PRESO EN BUENOS AIRES

Al cabo de ese tiempo fui invitado a un congreso de la paz que se reunía en Colombo, en la isla de Ceilán donde viví hace tantos años. Estábamos en abril de 1957.

Encontrarse con la policía secreta no parece peligroso, pero si se trata de la policía secreta argentina el encuentro toma otro carácter, no desprovisto de humor aunque imprevisible en sus consecuencias. Aquella noche, recién llegado de Chile, dispuesto a proseguir mi viaje hacia los más lejanos países, me acosté fatigado. Apenas empezaba a dormitar cuando irrumpieron en la casa varios policías. Todo lo registraron con lentitud; recogían libros y revistas; trajinaban los roperos; se metían con la ropa interior. Ya se habían llevado al amigo argentino que me hospedaba cuando me descubrieron en el fondo de la casa, que era donde quedaba mi habitación.

—¿Quién es este señor? —preguntaron.

REGISTROS POR PROCESAR:
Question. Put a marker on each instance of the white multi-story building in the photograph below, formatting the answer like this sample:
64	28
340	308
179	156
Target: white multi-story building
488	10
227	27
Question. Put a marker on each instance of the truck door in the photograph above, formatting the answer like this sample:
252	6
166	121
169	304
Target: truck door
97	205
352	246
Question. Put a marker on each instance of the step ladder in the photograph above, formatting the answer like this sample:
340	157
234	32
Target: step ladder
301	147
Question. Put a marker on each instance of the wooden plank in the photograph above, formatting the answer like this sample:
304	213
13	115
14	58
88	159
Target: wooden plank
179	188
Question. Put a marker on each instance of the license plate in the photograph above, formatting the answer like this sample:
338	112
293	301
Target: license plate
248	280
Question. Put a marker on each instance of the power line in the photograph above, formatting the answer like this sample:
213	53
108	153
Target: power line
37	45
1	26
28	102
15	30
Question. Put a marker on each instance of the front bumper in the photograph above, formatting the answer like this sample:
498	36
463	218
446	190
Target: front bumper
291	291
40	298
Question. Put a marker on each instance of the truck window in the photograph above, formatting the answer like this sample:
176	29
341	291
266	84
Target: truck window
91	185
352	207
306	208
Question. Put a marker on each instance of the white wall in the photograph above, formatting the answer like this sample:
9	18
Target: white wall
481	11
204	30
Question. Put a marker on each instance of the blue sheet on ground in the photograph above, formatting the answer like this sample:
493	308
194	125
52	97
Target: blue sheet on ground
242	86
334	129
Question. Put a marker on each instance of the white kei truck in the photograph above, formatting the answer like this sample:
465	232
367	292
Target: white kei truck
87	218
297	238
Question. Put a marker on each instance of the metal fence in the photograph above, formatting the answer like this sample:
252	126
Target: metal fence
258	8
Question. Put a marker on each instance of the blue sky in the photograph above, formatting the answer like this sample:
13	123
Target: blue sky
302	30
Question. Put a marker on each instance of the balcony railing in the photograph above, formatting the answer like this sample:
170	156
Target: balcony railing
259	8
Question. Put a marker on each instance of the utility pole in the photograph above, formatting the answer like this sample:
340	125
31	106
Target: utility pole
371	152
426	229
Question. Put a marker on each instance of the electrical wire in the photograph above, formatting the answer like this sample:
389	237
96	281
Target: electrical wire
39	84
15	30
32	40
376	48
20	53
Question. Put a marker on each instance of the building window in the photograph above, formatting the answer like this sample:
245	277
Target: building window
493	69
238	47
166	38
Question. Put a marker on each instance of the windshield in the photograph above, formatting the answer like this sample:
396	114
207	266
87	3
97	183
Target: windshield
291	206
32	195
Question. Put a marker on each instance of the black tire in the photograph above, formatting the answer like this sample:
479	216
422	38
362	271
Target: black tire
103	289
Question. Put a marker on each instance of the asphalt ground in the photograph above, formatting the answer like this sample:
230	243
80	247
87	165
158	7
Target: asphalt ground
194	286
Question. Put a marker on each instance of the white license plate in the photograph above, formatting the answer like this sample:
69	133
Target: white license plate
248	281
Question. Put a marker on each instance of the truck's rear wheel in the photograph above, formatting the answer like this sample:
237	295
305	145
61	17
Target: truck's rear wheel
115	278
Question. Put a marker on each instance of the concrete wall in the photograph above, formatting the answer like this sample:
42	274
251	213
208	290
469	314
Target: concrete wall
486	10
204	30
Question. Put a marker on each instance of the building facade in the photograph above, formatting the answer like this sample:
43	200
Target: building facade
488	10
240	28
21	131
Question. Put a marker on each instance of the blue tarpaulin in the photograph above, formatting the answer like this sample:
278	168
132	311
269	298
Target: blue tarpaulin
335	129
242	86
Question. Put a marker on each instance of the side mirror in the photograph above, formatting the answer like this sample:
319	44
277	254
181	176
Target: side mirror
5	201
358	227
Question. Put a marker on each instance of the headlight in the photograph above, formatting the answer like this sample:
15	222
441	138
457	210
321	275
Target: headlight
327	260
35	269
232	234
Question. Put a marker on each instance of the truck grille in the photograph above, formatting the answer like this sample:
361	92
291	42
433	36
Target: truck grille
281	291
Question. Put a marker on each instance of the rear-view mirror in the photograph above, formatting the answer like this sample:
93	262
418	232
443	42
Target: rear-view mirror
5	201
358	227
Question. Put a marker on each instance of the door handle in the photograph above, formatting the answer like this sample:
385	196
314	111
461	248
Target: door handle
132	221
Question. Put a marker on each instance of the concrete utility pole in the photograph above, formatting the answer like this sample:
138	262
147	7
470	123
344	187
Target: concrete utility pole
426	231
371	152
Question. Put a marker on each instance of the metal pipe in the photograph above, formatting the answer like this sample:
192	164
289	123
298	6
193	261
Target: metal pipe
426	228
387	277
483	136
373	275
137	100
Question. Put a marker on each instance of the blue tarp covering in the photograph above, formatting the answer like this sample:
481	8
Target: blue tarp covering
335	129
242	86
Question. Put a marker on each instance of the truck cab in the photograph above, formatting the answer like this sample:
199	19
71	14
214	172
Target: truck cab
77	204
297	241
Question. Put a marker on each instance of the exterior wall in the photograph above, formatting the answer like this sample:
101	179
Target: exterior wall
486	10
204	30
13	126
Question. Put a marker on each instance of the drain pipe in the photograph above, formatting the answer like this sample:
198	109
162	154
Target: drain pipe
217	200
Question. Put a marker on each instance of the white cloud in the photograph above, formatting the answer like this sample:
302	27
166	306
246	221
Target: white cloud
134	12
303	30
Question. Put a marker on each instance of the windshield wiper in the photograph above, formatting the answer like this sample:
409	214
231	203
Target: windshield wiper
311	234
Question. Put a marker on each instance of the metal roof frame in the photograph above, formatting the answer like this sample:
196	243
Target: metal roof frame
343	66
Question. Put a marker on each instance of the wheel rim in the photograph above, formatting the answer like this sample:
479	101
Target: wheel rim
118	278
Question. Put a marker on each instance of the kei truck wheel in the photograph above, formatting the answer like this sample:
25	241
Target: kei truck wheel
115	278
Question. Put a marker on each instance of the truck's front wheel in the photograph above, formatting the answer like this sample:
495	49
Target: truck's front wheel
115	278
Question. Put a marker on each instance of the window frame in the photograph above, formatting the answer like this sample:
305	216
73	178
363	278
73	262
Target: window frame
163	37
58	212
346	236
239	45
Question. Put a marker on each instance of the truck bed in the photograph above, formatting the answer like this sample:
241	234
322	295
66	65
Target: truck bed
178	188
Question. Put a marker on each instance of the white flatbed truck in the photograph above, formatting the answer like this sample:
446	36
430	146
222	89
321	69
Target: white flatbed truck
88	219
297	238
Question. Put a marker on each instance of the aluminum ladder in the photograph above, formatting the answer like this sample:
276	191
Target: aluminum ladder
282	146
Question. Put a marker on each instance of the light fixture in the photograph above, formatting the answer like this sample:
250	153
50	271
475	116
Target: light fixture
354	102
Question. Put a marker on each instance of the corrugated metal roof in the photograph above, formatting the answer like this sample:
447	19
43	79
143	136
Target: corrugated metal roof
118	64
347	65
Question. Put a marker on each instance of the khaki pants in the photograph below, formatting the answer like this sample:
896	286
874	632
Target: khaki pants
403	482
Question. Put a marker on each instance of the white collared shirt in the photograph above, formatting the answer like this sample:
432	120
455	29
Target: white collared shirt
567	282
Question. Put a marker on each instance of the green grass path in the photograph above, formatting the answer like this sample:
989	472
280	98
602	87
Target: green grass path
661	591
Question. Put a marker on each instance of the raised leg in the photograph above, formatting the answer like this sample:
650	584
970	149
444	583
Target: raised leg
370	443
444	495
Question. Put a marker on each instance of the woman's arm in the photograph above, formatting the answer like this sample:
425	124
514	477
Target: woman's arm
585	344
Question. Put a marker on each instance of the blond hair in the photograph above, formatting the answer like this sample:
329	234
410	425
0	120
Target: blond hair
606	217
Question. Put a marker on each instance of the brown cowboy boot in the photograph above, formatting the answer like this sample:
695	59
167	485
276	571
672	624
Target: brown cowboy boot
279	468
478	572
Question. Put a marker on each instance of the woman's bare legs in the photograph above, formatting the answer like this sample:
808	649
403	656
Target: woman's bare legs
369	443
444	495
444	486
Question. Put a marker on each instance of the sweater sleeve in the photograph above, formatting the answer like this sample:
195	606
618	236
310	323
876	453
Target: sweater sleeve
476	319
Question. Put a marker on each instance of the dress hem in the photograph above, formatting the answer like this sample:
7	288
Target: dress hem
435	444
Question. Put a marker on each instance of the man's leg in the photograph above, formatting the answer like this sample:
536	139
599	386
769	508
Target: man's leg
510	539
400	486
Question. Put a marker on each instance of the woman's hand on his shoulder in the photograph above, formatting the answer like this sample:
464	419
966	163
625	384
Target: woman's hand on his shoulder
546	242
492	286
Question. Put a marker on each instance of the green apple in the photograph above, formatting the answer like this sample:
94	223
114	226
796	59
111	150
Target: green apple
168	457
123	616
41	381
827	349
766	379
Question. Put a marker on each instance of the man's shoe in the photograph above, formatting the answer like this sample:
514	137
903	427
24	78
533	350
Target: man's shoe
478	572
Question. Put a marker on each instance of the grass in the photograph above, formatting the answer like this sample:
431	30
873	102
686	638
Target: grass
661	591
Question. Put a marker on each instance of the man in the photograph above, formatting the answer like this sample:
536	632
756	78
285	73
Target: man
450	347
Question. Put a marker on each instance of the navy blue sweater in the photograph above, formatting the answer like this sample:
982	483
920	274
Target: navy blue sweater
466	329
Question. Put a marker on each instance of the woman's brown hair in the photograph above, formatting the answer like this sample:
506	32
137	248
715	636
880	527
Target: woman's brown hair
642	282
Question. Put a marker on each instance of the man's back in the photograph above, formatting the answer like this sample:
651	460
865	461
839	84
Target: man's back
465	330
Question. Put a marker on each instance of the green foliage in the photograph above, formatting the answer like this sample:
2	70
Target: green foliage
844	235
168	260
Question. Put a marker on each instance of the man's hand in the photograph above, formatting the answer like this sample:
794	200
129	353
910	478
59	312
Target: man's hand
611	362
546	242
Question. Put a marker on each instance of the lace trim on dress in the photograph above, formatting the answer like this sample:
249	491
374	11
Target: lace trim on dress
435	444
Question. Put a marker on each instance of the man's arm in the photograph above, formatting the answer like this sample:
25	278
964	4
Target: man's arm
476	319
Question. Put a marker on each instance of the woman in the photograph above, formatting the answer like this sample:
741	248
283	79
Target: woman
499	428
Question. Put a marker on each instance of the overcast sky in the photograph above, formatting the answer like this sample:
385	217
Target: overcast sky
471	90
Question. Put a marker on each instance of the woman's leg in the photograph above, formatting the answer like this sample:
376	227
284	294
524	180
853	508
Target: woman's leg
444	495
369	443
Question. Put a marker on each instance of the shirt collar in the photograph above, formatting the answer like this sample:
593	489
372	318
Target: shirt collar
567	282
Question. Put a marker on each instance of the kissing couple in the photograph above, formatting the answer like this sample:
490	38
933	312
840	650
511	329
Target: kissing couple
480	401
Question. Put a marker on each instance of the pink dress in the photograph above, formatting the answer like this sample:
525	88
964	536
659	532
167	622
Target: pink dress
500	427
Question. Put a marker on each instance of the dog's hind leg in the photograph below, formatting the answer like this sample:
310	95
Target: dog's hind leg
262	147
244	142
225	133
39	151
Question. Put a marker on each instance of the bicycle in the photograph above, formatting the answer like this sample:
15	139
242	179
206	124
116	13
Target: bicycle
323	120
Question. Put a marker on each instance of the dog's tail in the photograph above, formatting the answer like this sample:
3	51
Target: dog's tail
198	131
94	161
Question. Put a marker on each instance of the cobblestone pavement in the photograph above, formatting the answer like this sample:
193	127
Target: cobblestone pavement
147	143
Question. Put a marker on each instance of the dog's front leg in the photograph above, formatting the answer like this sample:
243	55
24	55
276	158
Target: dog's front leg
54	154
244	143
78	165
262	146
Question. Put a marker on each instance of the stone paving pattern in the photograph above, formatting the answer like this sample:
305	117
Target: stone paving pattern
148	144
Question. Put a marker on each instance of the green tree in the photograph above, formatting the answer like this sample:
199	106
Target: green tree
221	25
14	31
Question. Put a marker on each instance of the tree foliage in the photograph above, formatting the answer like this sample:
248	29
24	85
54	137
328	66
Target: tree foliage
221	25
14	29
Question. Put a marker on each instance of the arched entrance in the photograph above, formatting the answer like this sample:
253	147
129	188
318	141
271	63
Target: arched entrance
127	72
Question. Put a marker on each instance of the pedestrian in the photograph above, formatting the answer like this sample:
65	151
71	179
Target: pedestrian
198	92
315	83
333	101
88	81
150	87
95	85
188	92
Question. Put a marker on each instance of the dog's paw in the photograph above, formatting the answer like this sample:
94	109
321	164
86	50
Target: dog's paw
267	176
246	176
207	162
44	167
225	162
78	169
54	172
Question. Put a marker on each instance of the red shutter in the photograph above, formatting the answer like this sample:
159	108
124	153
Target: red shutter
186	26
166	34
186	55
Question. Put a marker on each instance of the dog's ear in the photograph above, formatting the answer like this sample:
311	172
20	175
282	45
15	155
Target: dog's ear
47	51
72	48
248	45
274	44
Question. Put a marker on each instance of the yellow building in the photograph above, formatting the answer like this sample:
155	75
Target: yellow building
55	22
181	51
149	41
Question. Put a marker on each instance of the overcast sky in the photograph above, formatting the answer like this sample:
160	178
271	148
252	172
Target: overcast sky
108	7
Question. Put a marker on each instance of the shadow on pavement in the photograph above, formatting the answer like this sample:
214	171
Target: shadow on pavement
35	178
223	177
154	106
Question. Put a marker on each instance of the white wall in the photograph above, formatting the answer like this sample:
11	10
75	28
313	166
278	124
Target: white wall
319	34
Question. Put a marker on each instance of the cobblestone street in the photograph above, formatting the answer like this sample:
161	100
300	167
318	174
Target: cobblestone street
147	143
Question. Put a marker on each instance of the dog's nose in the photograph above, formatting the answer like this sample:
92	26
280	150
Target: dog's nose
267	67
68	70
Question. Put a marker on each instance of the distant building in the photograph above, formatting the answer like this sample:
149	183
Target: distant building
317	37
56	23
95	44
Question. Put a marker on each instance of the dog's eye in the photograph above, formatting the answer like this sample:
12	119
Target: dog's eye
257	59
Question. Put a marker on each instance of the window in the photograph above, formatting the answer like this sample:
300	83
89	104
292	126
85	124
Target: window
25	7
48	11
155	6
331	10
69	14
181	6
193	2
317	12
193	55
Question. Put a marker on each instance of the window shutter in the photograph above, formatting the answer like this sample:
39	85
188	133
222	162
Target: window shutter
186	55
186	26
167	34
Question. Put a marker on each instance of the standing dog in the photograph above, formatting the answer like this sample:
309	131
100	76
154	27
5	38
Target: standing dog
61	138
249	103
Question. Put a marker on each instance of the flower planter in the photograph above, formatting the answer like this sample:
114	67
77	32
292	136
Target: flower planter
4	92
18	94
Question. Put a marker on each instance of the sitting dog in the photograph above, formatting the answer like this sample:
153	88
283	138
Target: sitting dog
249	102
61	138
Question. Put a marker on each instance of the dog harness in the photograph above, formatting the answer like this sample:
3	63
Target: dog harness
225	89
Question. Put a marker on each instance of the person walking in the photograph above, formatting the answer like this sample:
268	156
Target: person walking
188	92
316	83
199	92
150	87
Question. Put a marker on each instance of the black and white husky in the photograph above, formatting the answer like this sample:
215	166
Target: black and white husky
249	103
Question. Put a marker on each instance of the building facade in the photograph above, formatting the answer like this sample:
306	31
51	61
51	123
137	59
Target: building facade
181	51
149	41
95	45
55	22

CONJUNTO DE TAREAS:
- A) Reproduzca fielmente el pasaje del fragmento sobre la detención en Buenos Aires comprendido entre "PRESO EN BUENOS" y "este señor? —preguntaron.", ambos incluidos.
- B) Seleccione y transcriba cada línea de los registros que contenga la cadena "mirror".

RESPUESTAS A TAREAS:
- A)
PRESO EN BUENOS AIRES

Al cabo de ese tiempo fui invitado a un congreso de la paz que se reunía en Colombo, en la isla de Ceilán donde viví hace tantos años. Estábamos en abril de 1957.

Encontrarse con la policía secreta no parece peligroso, pero si se trata de la policía secreta argentina el encuentro toma otro carácter, no desprovisto de humor aunque imprevisible en sus consecuencias. Aquella noche, recién llegado de Chile, dispuesto a proseguir mi viaje hacia los más lejanos países, me acosté fatigado. Apenas empezaba a dormitar cuando irrumpieron en la casa varios policías. Todo lo registraron con lentitud; recogían libros y revistas; trajinaban los roperos; se metían con la ropa interior. Ya se habían llevado al amigo argentino que me hospedaba cuando me descubrieron en el fondo de la casa, que era donde quedaba mi habitación.

—¿Quién es este señor? —preguntaron.

- B)
Question. Put a marker on each instance of the side mirror in the photograph above, formatting the answer like this sample:
Target: side mirror
Question. Put a marker on each instance of the rear-view mirror in the photograph above, formatting the answer like this sample:
Target: rear-view mirror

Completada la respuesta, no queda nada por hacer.